▸ **TASK GOAL**
Omit every picture and return the rest of the data unaltered.

#####

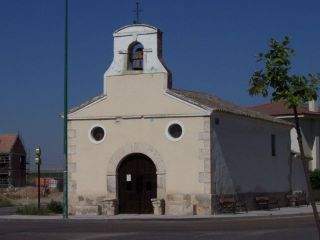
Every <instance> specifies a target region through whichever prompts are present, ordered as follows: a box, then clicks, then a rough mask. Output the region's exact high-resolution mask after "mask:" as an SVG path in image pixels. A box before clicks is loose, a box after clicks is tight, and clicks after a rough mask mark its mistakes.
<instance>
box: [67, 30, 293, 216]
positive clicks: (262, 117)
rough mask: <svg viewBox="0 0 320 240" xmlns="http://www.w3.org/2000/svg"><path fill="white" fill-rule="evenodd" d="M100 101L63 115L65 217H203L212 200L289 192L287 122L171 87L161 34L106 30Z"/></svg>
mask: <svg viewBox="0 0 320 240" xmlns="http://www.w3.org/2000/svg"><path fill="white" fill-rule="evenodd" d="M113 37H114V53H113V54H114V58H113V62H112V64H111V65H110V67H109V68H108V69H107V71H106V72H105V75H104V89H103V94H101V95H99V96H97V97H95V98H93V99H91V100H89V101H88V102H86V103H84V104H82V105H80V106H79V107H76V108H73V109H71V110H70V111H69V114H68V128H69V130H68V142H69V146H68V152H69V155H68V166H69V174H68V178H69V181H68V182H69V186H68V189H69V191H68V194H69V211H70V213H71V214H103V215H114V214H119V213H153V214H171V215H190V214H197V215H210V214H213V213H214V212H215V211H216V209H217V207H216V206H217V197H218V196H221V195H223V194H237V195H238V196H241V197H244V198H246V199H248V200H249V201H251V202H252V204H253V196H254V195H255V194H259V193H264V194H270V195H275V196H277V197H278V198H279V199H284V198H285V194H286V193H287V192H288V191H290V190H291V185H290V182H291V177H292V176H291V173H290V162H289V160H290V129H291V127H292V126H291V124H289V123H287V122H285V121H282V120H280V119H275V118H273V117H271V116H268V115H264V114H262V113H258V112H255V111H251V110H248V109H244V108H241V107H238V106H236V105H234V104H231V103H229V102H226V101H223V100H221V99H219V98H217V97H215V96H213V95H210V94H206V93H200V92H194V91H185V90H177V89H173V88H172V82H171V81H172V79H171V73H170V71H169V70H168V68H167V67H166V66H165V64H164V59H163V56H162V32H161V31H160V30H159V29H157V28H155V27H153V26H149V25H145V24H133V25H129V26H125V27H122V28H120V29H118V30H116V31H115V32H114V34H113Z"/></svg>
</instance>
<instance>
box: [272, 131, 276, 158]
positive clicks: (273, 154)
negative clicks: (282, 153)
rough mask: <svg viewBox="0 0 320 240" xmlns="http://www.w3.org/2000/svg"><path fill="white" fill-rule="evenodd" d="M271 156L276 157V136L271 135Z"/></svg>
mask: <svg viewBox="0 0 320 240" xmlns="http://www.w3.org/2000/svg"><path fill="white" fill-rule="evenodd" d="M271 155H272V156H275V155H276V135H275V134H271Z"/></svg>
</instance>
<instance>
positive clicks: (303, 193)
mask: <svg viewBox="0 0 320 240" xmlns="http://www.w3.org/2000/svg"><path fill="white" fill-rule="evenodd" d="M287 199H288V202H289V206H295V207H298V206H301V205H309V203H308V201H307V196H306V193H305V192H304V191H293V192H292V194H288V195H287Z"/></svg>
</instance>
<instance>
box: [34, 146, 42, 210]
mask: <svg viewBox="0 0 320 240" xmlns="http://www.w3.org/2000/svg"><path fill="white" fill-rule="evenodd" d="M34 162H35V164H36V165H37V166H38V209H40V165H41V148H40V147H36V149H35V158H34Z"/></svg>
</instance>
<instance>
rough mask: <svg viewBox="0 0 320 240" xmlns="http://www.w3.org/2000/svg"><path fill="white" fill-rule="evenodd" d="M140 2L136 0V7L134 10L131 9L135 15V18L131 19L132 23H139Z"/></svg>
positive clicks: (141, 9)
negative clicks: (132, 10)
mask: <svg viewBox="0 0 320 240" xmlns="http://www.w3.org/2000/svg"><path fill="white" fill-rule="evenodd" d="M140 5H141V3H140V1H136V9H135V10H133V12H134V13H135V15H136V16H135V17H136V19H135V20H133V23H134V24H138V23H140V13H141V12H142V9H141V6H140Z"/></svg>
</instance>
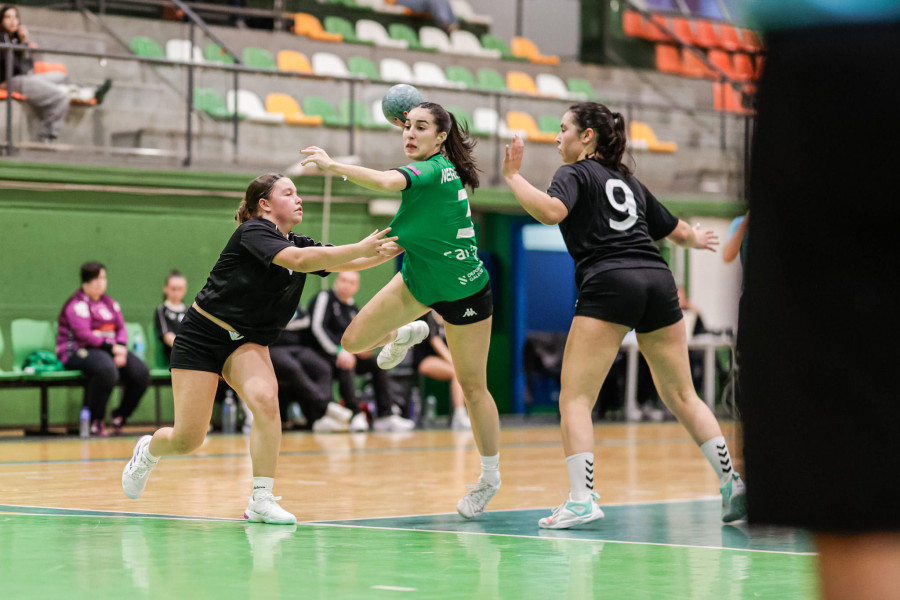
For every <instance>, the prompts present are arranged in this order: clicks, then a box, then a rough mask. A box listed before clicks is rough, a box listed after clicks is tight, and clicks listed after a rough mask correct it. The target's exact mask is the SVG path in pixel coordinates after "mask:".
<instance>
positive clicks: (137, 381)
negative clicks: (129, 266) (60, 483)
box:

#####

▸ **YOUR RESPONSE**
Every <instance> specifies a target region through whichever prompts are present, ordered as follows: a box, then clicks, then a rough mask. Output the region's exact high-resolution mask after "mask:" as an SVG path in image pixels. A box before clicks is loose, a box after clicks is tight, and clicks after a rough mask mark its mistakes.
<instance>
box: [67, 30, 293, 216]
positive clicks: (262, 117)
rough mask: <svg viewBox="0 0 320 240" xmlns="http://www.w3.org/2000/svg"><path fill="white" fill-rule="evenodd" d="M100 101L63 115L65 217H203L212 200L289 192L287 122L171 87L161 34L106 30Z"/></svg>
mask: <svg viewBox="0 0 320 240" xmlns="http://www.w3.org/2000/svg"><path fill="white" fill-rule="evenodd" d="M113 37H114V53H113V54H114V58H113V62H112V64H111V65H110V67H109V68H108V69H107V71H106V72H105V75H104V89H103V94H101V95H99V96H97V97H95V98H93V99H91V100H89V101H88V102H86V103H84V104H82V105H80V106H79V107H76V108H73V109H71V110H70V111H69V114H68V128H69V130H68V142H69V146H68V152H69V155H68V166H69V174H68V178H69V181H68V182H69V186H68V189H69V191H68V194H69V211H70V213H71V214H103V215H114V214H119V213H153V214H171V215H190V214H197V215H210V214H213V213H214V212H215V211H216V209H217V207H216V206H217V197H218V196H221V195H223V194H237V195H238V196H241V197H244V198H246V199H248V200H249V201H251V202H252V204H253V196H254V195H255V194H259V193H264V194H270V195H275V196H277V197H278V198H279V199H284V198H285V194H286V193H287V192H288V191H290V190H291V185H290V182H291V177H292V176H291V173H290V162H289V160H290V129H291V127H292V126H291V124H289V123H287V122H285V121H282V120H280V119H275V118H273V117H271V116H268V115H264V114H262V113H258V112H255V111H251V110H248V109H244V108H241V107H238V106H236V105H234V104H231V103H229V102H226V101H223V100H221V99H219V98H217V97H215V96H213V95H210V94H206V93H200V92H194V91H185V90H177V89H173V88H172V82H171V81H172V79H171V73H170V71H169V70H168V68H167V67H166V66H165V64H164V59H163V56H162V32H161V31H160V30H159V29H157V28H155V27H153V26H149V25H145V24H133V25H129V26H125V27H122V28H120V29H118V30H116V31H115V32H114V34H113Z"/></svg>
</instance>
<instance>
box: [272, 131, 276, 158]
positive clicks: (273, 154)
negative clicks: (282, 153)
rough mask: <svg viewBox="0 0 320 240" xmlns="http://www.w3.org/2000/svg"><path fill="white" fill-rule="evenodd" d="M271 156L276 157V136L271 135Z"/></svg>
mask: <svg viewBox="0 0 320 240" xmlns="http://www.w3.org/2000/svg"><path fill="white" fill-rule="evenodd" d="M271 155H272V156H275V155H276V135H275V134H271Z"/></svg>
</instance>
<instance>
positive clicks: (303, 193)
mask: <svg viewBox="0 0 320 240" xmlns="http://www.w3.org/2000/svg"><path fill="white" fill-rule="evenodd" d="M287 199H288V202H289V206H295V207H298V206H301V205H309V203H308V201H307V196H306V193H305V192H304V191H293V192H292V194H288V195H287Z"/></svg>
</instance>
<instance>
box: [34, 146, 42, 210]
mask: <svg viewBox="0 0 320 240" xmlns="http://www.w3.org/2000/svg"><path fill="white" fill-rule="evenodd" d="M34 162H35V164H36V165H37V166H38V209H40V165H41V148H40V147H36V149H35V158H34Z"/></svg>
</instance>
<instance>
rough mask: <svg viewBox="0 0 320 240" xmlns="http://www.w3.org/2000/svg"><path fill="white" fill-rule="evenodd" d="M140 2L136 0V7L134 10L131 9L135 15V18L131 19L132 23H139Z"/></svg>
positive clicks: (141, 9)
negative clicks: (132, 10)
mask: <svg viewBox="0 0 320 240" xmlns="http://www.w3.org/2000/svg"><path fill="white" fill-rule="evenodd" d="M140 5H141V3H140V1H136V9H135V10H133V12H134V13H135V15H136V16H135V17H136V19H135V20H133V23H134V24H138V23H140V13H141V12H142V9H141V6H140Z"/></svg>
</instance>
For every <instance>, the prompts present are arranged in this order: clicks, then a box, then a rough mask. A box listed before clicks is rough, a box listed after clicks is tight, and clicks listed after a rough mask correct it. The target's exact mask is the SVG path in pixel coordinates after "mask:".
<instance>
positive clicks: (137, 381)
negative clicks: (129, 266) (60, 483)
box:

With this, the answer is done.